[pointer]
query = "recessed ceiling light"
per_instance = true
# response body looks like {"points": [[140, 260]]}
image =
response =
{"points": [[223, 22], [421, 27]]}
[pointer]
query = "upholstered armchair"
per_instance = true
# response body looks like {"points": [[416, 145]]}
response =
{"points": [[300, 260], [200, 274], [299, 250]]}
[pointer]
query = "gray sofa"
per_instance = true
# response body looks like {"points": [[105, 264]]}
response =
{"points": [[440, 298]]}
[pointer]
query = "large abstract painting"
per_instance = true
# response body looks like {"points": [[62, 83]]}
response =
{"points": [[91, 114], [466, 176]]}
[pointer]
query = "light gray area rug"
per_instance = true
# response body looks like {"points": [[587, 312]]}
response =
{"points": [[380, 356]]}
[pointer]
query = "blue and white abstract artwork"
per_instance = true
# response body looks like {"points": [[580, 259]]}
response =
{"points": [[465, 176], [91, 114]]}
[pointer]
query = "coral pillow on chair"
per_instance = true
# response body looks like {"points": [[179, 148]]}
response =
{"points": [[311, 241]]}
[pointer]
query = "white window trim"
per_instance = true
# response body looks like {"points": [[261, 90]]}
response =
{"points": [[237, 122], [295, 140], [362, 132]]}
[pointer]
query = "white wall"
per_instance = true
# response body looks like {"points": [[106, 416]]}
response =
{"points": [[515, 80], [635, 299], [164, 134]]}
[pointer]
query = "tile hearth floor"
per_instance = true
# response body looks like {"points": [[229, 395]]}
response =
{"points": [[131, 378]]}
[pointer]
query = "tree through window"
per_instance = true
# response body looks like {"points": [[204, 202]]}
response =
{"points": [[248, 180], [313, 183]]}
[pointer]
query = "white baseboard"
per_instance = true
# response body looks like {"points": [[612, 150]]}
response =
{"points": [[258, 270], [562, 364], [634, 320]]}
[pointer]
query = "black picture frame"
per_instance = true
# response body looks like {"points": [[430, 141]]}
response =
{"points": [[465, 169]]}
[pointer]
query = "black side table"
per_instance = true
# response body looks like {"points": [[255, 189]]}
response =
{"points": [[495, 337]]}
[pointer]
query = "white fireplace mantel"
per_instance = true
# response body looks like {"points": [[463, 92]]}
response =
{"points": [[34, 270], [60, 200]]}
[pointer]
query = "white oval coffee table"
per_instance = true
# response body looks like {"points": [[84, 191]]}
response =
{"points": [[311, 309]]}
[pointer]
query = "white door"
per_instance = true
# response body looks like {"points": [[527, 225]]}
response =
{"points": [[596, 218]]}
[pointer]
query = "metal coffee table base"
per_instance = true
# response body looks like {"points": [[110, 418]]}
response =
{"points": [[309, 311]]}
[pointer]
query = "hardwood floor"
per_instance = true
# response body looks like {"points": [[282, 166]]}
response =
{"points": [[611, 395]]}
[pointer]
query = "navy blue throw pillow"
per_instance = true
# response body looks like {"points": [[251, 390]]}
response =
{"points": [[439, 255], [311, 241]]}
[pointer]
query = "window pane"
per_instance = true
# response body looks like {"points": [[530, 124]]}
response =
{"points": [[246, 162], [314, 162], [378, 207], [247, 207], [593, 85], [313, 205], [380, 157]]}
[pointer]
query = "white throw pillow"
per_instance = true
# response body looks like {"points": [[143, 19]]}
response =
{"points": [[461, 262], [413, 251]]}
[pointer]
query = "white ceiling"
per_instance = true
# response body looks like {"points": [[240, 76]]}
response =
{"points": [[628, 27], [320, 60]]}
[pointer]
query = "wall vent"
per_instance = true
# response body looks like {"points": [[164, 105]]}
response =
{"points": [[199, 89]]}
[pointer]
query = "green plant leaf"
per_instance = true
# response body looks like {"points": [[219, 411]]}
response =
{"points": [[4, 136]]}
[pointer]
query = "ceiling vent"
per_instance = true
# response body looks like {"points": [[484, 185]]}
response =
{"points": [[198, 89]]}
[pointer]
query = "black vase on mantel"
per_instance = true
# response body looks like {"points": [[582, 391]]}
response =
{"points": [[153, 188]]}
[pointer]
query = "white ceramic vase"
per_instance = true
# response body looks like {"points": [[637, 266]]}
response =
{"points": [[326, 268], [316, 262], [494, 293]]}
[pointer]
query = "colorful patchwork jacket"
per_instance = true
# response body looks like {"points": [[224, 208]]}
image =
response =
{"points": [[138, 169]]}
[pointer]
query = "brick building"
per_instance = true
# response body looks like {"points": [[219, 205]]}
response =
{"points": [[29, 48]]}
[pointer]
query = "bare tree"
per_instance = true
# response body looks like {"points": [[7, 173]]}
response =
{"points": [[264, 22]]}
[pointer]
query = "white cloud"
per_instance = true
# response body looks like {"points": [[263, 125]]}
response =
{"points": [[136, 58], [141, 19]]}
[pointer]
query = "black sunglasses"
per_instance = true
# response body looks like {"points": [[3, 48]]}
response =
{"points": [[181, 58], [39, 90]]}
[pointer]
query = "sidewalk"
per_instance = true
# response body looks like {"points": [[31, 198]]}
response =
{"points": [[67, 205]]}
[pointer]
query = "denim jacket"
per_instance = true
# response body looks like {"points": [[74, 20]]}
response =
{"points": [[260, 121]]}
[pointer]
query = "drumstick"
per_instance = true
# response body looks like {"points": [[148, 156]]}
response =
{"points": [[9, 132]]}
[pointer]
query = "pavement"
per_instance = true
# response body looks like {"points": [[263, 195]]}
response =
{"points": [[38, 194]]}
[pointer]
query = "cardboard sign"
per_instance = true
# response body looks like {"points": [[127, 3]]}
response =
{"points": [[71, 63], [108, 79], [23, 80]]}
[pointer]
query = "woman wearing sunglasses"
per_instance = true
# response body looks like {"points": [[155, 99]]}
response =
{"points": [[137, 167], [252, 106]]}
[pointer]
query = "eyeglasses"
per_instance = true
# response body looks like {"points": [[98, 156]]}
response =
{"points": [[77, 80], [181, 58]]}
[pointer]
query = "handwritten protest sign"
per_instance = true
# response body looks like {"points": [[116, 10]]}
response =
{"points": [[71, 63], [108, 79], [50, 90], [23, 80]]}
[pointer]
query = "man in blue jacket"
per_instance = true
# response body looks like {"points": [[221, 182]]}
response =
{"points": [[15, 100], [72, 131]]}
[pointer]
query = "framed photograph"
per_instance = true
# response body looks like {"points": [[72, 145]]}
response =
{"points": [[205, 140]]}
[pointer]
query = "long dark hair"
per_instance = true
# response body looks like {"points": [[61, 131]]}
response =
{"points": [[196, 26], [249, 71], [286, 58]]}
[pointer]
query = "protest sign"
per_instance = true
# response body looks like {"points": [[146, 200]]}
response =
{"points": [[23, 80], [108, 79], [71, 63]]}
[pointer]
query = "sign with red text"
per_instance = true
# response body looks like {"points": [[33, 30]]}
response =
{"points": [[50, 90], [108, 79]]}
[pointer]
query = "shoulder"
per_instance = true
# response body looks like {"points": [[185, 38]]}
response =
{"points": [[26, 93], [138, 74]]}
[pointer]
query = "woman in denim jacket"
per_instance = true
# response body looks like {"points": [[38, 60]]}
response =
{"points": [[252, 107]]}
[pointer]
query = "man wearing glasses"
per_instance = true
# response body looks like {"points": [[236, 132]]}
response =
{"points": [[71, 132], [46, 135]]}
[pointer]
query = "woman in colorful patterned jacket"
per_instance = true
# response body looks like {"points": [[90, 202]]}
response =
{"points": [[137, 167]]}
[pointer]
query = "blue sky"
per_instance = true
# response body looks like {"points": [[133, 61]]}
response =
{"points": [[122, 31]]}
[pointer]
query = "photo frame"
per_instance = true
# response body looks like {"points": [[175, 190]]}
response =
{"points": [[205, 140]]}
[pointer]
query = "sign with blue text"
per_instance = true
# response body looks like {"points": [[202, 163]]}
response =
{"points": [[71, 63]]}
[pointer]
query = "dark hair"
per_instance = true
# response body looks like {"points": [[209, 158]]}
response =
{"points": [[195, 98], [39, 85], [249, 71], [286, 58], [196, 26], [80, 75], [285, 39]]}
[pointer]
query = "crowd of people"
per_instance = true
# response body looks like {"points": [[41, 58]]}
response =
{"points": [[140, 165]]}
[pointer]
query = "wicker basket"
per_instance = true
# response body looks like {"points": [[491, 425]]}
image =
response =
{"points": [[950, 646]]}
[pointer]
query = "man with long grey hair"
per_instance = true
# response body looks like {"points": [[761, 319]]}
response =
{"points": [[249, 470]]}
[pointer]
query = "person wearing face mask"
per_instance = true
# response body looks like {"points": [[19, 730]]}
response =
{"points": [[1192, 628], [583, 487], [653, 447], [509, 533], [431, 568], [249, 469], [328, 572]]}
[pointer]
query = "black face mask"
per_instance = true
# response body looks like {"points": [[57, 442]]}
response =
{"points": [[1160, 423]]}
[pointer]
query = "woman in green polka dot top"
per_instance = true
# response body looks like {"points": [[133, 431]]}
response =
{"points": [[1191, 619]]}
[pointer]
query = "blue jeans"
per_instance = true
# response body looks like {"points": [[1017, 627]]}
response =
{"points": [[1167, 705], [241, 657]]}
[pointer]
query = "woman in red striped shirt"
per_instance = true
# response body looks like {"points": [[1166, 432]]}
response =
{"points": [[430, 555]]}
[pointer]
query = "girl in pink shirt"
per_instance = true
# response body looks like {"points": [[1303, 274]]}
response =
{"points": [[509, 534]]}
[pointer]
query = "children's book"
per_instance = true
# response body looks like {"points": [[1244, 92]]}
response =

[Exercise task] Identify each line above that contains the word "shirt", and copy every such line in full.

[Exercise result]
query = "woman in red striped shirt"
query = "girl in pink shirt"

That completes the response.